*What needs to be done*.
Reproduce the closing run of lines below verbatim, from the line that contains "Target: bolted flange" up to and including the final line.

*Task input*.

|---|

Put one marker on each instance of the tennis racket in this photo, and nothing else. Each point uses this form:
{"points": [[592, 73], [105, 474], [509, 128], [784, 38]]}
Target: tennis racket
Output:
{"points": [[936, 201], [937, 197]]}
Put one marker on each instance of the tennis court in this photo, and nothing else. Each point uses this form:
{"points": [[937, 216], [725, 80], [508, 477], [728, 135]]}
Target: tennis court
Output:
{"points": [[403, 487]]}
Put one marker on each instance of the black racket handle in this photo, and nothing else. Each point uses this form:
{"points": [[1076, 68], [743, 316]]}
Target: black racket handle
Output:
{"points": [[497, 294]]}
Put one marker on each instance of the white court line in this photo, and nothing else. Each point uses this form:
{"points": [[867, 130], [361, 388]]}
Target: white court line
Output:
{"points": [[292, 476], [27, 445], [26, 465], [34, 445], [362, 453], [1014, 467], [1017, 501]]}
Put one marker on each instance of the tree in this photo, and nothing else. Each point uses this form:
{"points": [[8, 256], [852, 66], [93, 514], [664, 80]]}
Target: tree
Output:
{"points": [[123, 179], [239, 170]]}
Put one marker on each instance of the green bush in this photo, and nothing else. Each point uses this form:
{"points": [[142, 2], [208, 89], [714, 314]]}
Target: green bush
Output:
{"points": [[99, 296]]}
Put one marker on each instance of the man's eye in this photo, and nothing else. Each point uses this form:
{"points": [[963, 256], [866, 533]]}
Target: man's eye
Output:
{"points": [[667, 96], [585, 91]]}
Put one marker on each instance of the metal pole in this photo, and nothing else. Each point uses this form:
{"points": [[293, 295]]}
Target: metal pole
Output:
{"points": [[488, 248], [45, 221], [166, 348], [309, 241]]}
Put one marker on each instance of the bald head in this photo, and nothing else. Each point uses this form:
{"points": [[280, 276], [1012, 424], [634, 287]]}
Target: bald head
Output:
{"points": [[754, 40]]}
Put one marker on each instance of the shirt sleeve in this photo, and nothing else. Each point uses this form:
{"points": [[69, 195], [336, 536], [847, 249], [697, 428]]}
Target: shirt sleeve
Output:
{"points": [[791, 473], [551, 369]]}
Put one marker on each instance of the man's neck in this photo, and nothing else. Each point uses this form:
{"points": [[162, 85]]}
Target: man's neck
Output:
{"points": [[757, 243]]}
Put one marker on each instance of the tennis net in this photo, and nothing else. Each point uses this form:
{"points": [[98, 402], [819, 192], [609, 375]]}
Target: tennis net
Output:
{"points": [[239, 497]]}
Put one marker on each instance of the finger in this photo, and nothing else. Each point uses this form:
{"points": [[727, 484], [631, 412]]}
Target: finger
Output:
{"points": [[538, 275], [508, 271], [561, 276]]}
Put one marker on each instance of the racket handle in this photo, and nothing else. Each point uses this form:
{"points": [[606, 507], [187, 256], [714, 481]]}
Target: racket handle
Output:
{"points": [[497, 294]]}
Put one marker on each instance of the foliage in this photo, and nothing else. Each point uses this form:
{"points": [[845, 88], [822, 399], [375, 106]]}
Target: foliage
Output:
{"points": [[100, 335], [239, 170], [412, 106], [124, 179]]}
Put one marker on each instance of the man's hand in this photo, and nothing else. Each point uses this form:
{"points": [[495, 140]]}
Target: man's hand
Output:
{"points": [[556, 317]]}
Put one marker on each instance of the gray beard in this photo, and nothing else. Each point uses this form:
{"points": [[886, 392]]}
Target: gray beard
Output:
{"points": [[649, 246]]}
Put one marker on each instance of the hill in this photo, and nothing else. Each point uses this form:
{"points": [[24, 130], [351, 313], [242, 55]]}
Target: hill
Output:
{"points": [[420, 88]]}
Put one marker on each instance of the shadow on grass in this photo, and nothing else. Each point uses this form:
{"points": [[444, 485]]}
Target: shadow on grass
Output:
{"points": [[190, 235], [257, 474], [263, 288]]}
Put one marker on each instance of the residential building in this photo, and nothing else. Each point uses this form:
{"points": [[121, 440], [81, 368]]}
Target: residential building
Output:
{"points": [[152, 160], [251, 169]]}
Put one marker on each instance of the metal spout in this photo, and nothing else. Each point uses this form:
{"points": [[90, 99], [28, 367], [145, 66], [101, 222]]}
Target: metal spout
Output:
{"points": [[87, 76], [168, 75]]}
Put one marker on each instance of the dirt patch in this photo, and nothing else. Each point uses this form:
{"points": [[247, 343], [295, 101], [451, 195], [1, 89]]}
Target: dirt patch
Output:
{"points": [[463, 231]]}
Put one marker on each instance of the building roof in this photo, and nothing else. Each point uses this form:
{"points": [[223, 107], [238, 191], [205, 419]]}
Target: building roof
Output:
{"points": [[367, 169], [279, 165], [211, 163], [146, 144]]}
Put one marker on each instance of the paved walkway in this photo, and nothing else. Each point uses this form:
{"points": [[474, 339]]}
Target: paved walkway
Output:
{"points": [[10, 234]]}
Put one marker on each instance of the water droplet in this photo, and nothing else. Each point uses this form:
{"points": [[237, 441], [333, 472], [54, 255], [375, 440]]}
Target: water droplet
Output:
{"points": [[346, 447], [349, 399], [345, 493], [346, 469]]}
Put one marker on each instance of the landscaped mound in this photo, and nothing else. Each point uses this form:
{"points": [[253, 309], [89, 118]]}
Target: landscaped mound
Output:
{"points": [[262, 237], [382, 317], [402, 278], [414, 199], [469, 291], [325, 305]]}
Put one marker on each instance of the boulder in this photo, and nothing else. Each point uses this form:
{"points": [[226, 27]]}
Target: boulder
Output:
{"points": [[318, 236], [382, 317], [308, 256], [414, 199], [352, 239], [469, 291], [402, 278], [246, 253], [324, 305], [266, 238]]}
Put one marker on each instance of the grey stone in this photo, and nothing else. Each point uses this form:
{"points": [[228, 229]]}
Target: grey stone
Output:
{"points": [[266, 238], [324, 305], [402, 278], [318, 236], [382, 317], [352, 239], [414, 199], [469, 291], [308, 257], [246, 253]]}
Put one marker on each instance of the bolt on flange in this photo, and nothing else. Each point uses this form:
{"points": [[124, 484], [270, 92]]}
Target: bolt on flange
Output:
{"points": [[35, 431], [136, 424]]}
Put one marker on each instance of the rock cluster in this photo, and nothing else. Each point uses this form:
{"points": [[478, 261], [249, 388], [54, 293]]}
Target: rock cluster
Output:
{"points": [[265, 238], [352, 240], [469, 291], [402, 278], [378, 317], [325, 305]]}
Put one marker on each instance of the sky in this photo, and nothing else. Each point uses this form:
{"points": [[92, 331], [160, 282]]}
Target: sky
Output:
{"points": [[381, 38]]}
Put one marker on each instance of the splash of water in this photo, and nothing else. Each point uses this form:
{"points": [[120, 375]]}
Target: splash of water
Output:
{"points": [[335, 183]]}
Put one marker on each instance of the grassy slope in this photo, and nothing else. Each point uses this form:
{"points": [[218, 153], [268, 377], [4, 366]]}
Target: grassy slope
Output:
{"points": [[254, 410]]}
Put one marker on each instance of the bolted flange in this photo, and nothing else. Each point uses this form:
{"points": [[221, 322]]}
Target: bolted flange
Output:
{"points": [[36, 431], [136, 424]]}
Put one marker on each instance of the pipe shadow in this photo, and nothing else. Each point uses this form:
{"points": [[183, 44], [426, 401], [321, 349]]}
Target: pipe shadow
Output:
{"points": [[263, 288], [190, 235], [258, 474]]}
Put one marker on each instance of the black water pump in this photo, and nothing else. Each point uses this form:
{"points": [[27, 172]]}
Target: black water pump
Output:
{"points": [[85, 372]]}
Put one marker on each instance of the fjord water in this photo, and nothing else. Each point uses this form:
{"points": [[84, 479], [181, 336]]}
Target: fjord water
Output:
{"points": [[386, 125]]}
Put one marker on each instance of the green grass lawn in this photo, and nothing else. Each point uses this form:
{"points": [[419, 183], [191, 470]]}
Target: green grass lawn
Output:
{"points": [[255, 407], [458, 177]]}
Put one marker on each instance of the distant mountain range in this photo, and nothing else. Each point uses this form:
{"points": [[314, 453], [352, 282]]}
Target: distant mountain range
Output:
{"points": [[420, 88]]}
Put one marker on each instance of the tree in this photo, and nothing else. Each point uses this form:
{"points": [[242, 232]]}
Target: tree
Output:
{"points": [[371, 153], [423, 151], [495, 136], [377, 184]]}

|---|

*Solution to this problem*.
Target: bolted flange
Output:
{"points": [[36, 431], [136, 424]]}
Put one marker on each instance of the pipe shadow in this photo, and nothing else. Each point uses this form:
{"points": [[183, 44], [426, 401], [321, 349]]}
Target: pipe shadow
Output:
{"points": [[263, 288], [190, 235], [258, 474]]}
Put one marker on each instance of the black water pump in this photo, and nothing else. Each point uses this form:
{"points": [[27, 172]]}
Target: black water pump
Output:
{"points": [[85, 372]]}
Put one marker on each instance of the fjord water in this photo, and nothing else. Each point uses this form:
{"points": [[84, 479], [181, 336]]}
Target: fjord water
Output:
{"points": [[386, 125]]}
Put one marker on each instance of the green grass lawn in this photo, and nothing else. Each point uses this form:
{"points": [[419, 183], [191, 470]]}
Target: green grass lawn
Output:
{"points": [[255, 407], [458, 177]]}
Put one marker on each instance of the distant mountain range in this photo, and nothing else. Each point uses this form:
{"points": [[314, 453], [352, 282]]}
Target: distant mountain range
Output:
{"points": [[420, 88]]}
Put one marker on each instance of the tree in this photo, and nothing else. Each point uses this form:
{"points": [[242, 232]]}
Target: tree
Output:
{"points": [[371, 153], [423, 151], [495, 136], [377, 184]]}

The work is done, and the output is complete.